**TEXT BLOCK**.
++++
This guide is for store owners and marketing leads who are trying to figure out whether to hire an ecommerce copywriter, what to pay, and how to tell a good one from a portfolio padder. I have written copy for D2C brands across apparel, supplements, home goods, and SaaS-adjacent products for the last decade, and I will tell you what works, what does not, and when you should hold off entirely.
An ecommerce copywriter is a specialist who writes product descriptions, category pages, email sequences, landing pages, and ad copy for online stores. Unlike a general content writer, an ecommerce copywriter is trained in buyer psychology, objection handling, and conversion optimization. The best ones pay for themselves within 60 to 90 days by lifting conversion rates, average order value, and email revenue.
What Does an Ecommerce Copywriter Do?
The short answer: they write the words that close the sale. The longer answer is more useful, because most store owners hire an ecommerce copywriter for one deliverable and then realize, three months later, that they needed help across the entire funnel.
Here is what a strong ecommerce copywriter actually produces.
Product Descriptions
Product descriptions are the core of ecommerce copy and the place where most stores leak revenue. A weak product description recites features. A strong one anticipates the question the shopper is asking right before they click add to cart, and answers it in the same beat.
When I rewrite product pages for clients, I focus on three things: the dominant buying objection, the sensory or emotional payoff, and the proof. If you sell a $180 wool sweater, the buyer is not asking what it is made of. She is asking whether it will pill after two washes and whether her husband will think she overspent. A good product description answers both, without ever mentioning either directly.
Category and Collection Pages
Category pages are quietly some of the most valuable real estate in any ecommerce store. They rank for high-intent commercial keywords (“women’s merino wool sweaters”) and they are the first place most paid traffic lands. A good ecommerce copywriter writes category copy that does double duty: it ranks in search and it primes the shopper for the products below.
Email Marketing Sequences
Email is where the money is for most D2C brands. Klaviyo benchmarks suggest that brands with mature email programs see 25 to 35% of total revenue from email. The sequences that move the needle are abandoned cart, welcome, browse abandonment, and post-purchase. Each one has its own architecture, and writing them is a different skill from writing product copy. If you are scaling a smaller store, a good email marketing for small business approach starts with these four sequences before anyone touches a campaign calendar.
++++
**INSTRUCTIONS FOR THE TASK**.
Continue the guide above on hiring an ecommerce copywriter, picking up after its paragraph on email marketing sequences.
++++
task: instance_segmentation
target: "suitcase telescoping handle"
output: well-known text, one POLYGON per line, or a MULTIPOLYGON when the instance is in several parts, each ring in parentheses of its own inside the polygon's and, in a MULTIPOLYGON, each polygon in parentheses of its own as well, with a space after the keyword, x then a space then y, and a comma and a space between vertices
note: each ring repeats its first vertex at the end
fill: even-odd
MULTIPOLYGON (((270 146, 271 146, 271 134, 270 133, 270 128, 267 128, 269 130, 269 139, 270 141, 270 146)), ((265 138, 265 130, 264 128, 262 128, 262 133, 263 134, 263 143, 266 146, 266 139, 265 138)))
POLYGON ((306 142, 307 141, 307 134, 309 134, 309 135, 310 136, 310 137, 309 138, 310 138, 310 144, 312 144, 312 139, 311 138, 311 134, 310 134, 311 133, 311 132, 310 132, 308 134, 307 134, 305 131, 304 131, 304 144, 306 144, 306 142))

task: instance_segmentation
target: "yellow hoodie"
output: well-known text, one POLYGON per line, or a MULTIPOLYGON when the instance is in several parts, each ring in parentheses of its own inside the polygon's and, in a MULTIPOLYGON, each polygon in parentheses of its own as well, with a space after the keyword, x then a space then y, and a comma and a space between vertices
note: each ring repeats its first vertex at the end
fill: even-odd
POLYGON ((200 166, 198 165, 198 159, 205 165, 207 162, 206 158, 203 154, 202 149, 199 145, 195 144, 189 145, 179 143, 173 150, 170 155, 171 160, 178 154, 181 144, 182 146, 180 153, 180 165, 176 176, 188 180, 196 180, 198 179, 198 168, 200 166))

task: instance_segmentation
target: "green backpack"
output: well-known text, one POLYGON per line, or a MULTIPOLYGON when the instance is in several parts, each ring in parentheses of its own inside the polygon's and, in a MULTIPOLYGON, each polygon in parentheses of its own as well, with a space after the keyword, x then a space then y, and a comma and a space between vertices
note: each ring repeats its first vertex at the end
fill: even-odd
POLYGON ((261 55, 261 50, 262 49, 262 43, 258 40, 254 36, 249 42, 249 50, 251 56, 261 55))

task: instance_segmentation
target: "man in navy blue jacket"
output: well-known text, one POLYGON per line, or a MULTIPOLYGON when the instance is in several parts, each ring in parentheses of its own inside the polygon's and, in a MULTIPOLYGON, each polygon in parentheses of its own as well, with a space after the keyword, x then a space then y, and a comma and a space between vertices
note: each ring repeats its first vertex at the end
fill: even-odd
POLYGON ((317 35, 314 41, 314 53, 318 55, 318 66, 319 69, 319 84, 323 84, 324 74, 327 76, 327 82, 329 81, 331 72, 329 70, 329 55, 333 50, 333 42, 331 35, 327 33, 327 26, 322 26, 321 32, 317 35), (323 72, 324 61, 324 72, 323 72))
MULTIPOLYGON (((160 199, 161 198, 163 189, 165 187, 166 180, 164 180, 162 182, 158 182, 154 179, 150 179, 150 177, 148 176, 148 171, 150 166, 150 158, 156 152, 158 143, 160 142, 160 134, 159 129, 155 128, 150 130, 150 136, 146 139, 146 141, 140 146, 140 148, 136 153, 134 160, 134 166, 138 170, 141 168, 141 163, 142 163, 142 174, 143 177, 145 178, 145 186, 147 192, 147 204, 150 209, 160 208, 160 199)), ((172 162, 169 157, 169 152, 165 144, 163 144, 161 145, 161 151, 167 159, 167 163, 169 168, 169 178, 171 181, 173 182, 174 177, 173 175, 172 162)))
++++
**EXERCISE OUTPUT**.
Landing Pages and PDP Copy
Landing pages are where paid traffic lives or dies. A dedicated paid-traffic landing page has a different job than a product detail page (PDP): it needs to handle a cold visitor, build context fast, and pre-empt the objections that show up when a shopper has not yet seen your brand. Good ecommerce copywriters write both, and they know when to use which.
Ad Copy
Meta ads, Google Shopping ads, and increasingly TikTok and YouTube short-form scripts all need copy that can stop a thumb. The discipline is different from long-form. You are writing for a 1.7-second attention window, not a scroll-and-read context. Many ecommerce copywriters specialize in ad copy alone, and the best of them work hand in hand with a media buyer.
Underneath all of this, what separates an ecommerce copywriter from a content writer or a generalist freelancer is a working understanding of buyer psychology. They know what a “considered purchase” looks like, why a $40 product needs different copy than a $400 product, and how to recognize the half-second of hesitation just before a shopper clicks “add to cart.” That intuition is not something you can fake with a thesaurus.
What Ecommerce Copywriting Actually Costs
This is the section most store owners want first, and the section every freelancer service page tries to hide. I will give you real numbers.
Pricing for ecommerce copy varies wildly by experience level and provider type. The table below reflects what I see across the market in 2026, based on my own rates, the rates of writers I refer work to, and recent quotes from agencies I have collaborated with.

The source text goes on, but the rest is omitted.